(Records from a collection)
====

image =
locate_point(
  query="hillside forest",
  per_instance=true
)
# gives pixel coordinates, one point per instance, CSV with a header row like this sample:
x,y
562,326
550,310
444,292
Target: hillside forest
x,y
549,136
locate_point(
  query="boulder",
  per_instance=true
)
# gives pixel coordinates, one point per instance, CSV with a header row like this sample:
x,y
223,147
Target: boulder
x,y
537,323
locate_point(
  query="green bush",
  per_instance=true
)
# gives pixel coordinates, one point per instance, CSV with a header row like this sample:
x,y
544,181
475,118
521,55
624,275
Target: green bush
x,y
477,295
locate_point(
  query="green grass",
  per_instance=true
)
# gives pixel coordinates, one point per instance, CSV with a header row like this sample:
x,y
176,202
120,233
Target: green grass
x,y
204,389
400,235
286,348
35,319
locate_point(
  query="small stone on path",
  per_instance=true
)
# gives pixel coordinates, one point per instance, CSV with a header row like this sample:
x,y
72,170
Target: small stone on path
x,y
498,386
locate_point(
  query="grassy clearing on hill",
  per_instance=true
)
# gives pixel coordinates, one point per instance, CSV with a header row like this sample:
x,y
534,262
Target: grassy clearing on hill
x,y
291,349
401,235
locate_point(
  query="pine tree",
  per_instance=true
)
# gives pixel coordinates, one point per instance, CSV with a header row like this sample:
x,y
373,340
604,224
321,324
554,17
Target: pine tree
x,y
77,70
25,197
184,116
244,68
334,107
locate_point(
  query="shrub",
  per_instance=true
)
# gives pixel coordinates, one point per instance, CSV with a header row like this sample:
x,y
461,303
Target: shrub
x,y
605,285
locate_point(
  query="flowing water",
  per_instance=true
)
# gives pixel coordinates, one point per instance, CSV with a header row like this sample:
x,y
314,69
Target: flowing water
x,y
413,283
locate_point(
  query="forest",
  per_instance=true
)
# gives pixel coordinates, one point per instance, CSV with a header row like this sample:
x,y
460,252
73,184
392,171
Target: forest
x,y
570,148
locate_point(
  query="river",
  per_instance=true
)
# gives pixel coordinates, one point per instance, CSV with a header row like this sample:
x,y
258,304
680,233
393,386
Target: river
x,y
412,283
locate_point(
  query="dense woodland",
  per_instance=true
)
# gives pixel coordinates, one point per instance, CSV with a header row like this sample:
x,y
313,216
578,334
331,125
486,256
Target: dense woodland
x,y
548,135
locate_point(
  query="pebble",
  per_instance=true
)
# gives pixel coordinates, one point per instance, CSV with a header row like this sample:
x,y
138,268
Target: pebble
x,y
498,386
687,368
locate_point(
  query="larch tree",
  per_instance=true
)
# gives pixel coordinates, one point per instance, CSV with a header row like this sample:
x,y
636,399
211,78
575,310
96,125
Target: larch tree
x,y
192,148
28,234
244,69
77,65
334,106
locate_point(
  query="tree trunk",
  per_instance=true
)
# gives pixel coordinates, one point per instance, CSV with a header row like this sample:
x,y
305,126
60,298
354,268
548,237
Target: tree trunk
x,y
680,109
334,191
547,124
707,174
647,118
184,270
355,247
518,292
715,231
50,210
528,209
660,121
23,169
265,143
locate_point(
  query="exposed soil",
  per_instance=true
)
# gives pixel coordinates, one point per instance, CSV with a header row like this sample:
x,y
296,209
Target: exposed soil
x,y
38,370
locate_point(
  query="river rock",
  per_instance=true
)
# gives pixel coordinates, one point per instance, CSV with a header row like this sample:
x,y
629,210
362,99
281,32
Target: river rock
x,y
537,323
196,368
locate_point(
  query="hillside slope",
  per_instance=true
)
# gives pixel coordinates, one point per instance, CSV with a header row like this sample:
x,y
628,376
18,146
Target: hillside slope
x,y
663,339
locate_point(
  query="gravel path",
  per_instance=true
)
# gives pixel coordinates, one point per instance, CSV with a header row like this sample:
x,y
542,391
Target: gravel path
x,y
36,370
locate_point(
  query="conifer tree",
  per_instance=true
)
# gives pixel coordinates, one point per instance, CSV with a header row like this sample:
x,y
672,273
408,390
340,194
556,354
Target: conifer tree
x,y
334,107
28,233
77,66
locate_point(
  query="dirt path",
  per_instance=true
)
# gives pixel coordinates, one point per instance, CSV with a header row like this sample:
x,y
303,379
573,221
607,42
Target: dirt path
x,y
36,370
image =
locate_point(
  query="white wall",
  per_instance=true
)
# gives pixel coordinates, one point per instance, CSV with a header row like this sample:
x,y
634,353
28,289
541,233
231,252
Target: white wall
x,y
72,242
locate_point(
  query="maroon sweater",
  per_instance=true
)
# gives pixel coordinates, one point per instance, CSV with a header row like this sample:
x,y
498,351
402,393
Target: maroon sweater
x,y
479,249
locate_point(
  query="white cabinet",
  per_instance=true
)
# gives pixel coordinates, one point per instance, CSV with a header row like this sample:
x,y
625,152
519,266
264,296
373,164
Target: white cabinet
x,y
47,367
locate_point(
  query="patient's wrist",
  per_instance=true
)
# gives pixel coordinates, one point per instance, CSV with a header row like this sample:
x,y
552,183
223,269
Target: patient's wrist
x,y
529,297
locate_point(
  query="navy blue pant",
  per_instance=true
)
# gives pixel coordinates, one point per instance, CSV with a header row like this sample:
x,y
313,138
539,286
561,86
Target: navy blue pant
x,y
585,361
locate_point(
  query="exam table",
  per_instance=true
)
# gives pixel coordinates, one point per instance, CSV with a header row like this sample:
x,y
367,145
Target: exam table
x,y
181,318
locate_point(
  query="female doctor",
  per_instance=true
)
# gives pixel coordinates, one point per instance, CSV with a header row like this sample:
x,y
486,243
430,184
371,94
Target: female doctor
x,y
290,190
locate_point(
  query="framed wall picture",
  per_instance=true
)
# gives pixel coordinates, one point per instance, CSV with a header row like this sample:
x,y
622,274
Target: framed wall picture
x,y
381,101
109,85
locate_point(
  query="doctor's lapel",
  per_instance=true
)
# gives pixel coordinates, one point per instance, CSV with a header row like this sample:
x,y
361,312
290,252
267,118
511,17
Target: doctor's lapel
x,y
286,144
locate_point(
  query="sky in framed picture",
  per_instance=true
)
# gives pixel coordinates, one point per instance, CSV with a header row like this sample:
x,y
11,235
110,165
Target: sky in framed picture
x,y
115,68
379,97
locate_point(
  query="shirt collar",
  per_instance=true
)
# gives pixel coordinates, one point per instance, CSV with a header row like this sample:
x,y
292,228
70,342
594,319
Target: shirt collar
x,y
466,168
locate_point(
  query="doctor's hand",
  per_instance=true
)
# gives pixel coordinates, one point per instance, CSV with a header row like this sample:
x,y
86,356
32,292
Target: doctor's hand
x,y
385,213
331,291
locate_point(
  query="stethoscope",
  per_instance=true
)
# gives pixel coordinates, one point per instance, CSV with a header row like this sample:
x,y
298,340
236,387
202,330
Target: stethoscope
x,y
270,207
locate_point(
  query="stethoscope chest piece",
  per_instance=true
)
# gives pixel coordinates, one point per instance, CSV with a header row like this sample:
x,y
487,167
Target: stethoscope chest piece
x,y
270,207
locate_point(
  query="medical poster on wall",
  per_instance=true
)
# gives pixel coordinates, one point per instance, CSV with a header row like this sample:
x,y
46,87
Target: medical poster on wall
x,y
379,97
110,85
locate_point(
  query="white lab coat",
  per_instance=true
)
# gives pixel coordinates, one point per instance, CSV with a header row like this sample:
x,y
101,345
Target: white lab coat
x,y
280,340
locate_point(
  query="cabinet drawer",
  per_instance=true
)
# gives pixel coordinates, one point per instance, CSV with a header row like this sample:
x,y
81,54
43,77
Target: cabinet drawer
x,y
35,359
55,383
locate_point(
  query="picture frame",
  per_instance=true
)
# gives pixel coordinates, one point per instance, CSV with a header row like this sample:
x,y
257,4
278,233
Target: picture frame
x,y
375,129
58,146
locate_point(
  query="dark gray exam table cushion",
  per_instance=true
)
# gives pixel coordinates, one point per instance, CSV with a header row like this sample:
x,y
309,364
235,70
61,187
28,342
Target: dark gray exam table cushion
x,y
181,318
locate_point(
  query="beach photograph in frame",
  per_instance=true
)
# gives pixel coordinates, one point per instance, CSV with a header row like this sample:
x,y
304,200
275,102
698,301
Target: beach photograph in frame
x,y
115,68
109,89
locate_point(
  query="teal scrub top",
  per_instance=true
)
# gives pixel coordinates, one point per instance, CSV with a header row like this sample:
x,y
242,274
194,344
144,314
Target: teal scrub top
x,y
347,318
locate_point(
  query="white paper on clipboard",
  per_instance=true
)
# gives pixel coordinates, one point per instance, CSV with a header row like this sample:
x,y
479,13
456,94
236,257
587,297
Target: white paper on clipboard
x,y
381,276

====

### Task description:
Find every line in the entries above that contains the string "piece" and copy each one. Case counts.

### Answer in full:
  query="stethoscope chest piece",
Target: stethoscope chest piece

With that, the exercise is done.